* **Extract**:
========
Students improve Wikipedia’s science, build skills and benefit all
By Allison Ong
June 2, 2016 2:32 a.m.
In Heather Tienson’s biochemistry advanced honors seminar, students don’t cite Wikipedia articles for their research assignments: they rewrite them.
Tienson’s Chemistry 189 students this quarter edited scientific Wikipedia articles as part the Year of Science, a program launched by the Wiki Education Foundation to expand reliable science content on Wikipedia.
Multiple teachers at UCLA have introduced the same assignment in their classes, leaving students’ newfound research results on the web for the public to use, said Eryk Salvaggio, communications manager for the Wiki Education Foundation.
During a presentation Friday, Jeet Das, a third-year physiological sciences student in Tienson’s class, described his findings about the drug nociceptin and its medicinal benefits to the class. Das said writing the article helped him apply chemistry concepts he learned in Chemistry 153A: “Introduction to Structure, Enzymes and Metabolism” to a real-life setting.
Tienson said she was initially drawn to the idea of a Wikipedia writing assignment because it gives students the opportunity to develop their research skills in a unique format.
“It’s not like writing a lab report or writing a paper,” Tienson said. “I tell them on the first day: write a good article – one a high school student can understand but one I can gain something from.”
========
* **Dataset entries**:
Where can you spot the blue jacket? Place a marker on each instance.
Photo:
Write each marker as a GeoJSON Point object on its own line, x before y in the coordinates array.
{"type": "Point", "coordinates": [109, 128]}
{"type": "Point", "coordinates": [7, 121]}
========
* **Exercise tasks**:
A. Reproduce the Wikipedia assignment article word for word from "Multiple teachers at" to "a real-life setting.".
B. Extend the news story about UCLA students rewriting Wikipedia science articles, picking up after its final sentence.

* **Activity answers**:
A.
Multiple teachers at UCLA have introduced the same assignment in their classes, leaving students’ newfound research results on the web for the public to use, said Eryk Salvaggio, communications manager for the Wiki Education Foundation.
During a presentation Friday, Jeet Das, a third-year physiological sciences student in Tienson’s class, described his findings about the drug nociceptin and its medicinal benefits to the class. Das said writing the article helped him apply chemistry concepts he learned in Chemistry 153A: “Introduction to Structure, Enzymes and Metabolism” to a real-life setting.

B.
About 200 American and Canadian colleges including Harvard University and UC Berkeley have participated in the program. UCLA alone has contributed more than 65,000 words to Wikipedia’s science content since the Year of Science launch date. At UCLA, 87 students have contributed more than 70 articles – the most successful year the foundation has seen, Salvaggio said.
Students selected a topic based on how much information about it was available on Wikipedia, Tienson said. Lisa Liu, a second-year microbiology, immunology and molecular genetics student, said she wrote about protein aggregation because she had studied it in a lab. Since the article only contained a basic introduction to her topic, she compiled additional information from PubMed and her biochemistry textbook.
“It helps us understand the topic better because we’re writing in simpler terms,” Liu said.
After he researched nociceptin through scientific research databases, Das said he not only added to pre-existing sections but created two new ones: one on the drug’s cognitive effects and the other on its usage to treat drug addictions.
“The seminar taught me how to read dense research articles and phrase them completely in my own words,” he added.
Alexander Spokoyny, assistant professor of chemistry and biochemistry, also required his class to participate in the program last winter. His Chemistry 171: “Intermediate Inorganic Chemistry” students worked in small groups to complete the task, receiving either a pass or fail grade based on how much they put in the assignment. He said he plans to bring the assignment back again next school year.
“Students see the purpose of what they’re doing,” he said. “Folks actually … write something that could be useful to other people.”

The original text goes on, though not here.